- [Фрагмент текста]
=====

Как Бог, он в фильме «Падение Берлина» – в белоснежном кителе, сопровождаемый пением хора осчастливленных им народов, – улетал или спускался с неба на стальной птице.

И вдруг! Как это могло случиться?! Он заболел и умирает. С криком вбегает в комнату, которую мы снимали на улице Горького в Москве, моя мать. Вернувшись после второй отсидки, чудом выпущенная, она все еще верит в Него. Она будит нас с отцом: «Сталин! Сталин!» «Что с тобой, Зоечка?» – пугается отец. Она с плачем: «Сталин, Сталин заболел… умирает…» И бюллетени по радио о его здоровье, хотя он уже мертв. Окончательно и бесповоротно. Но голосом Левитана: «Состояние критическое…» И отменены занятия в Школе-студии МХАТа, и все слушают радио со страхом и тревогой. В церквах Москвы молебны. В Елоховской – тьма народу… Там я слушаю молебен и, представьте, молюсь сам. Не верится, что он может умереть. В голову лезут дурацкие мысли и отголоски детских лет: «А ходил ли он в уборную?..» Тьфу, какая глупость, прости, Господи… Молебен…

Но Бог, слава ему, не помог…

И вот уже не Москва, а Ходынка. Похороны. Умер один, а за собой потащил в эти дни сотни. Горы трупов, сложенных штабелями во дворе Института имени Склифосовского. А мы, студенты Школы-студии, находящейся в проезде Художественного театра в трехстах метрах от Колонного, где лежит он, проникаем в стройную молчаливую очередь идущих в Колонный уже по одному через коридор голубых фуражек и зеленых френчей.

Траурная музыка, красный бархат, белый мрамор колонн и черный цвет. Заплаканные лица, венки. Вижу Фадеева, Луконина, которые ведут траурный репортаж из зала смерти. Входим в зал. Звуки Шопена. Почетный караул: Маленков, Молотов, Каганович, Ворошилов. И там, в вышине, в гробу – Сам. Первый раз в жизни вижу его не в хронике, не на портретах, не в кино и театре, а своими глазами, пусть неживого, но вижу. Пытаюсь запомнить родные, мало изменившиеся черты лица, короткие руки с маленькими мизинцами, вытянутые по швам в обшлагах мундира генералиссимуса…

И уже заплаканный, бреду домой, на улицу Горького, и застаю странную картину: сидят за столом П. А. Гусев, его жена Варвара, мои родители и пьют себе коньячок. Веселенькие. После трагического рассказа подшучивают и предлагают помянуть покойника.

А после обряда похорон, когда начались занятия, прихожу в студию и слышу реплику Саши Косолапова: «Я еще уверен, что доживу, когда его из Мавзолея за усы вытащат». И с удивлением не обнаруживаю в себе возмущения. Только говорю ему: «Тише ты, дурак, услышат». И тут же припоминаю, что так же не сердился на своего друга Юрку Ремпена, с которым учился в школе в Ленинграде, когда мы приходили к Юрке домой после уроков и он, войдя в комнату, снимал кепку и ловким движением бросал ее на голову бюста Сталина, который стоял на столе его дяди, и приговаривал: «Посмотри, какой он в моей кепке холёсенький, и не видно, что лба у него нет». У Юрки, как и у Сашки, отец был репрессирован и расстрелян в 37-м году.

=====

- [Задание] Кто, согласно фрагменту текста, стоял в почетном карауле у гроба Сталина?

- [Исходные данные]
=====

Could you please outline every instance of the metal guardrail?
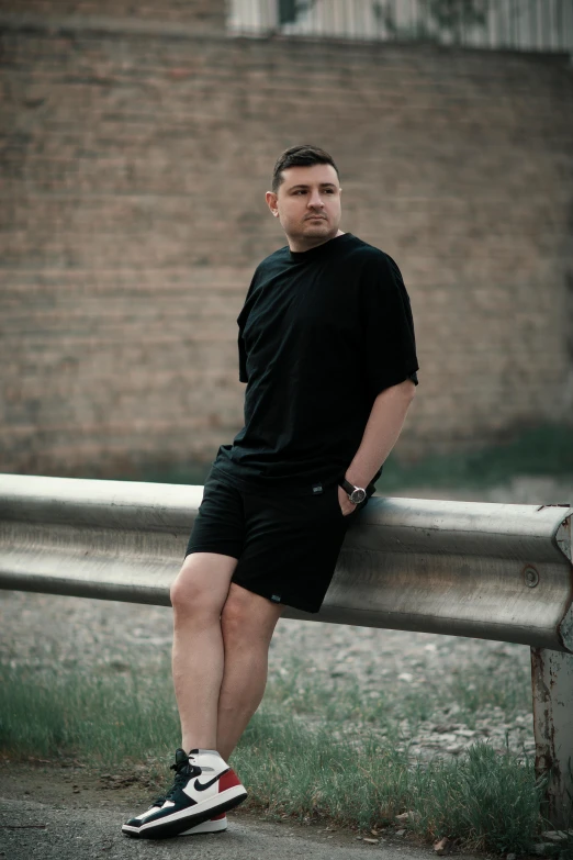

=====

- [Ответ] Маленков, Молотов, Каганович и Ворошилов.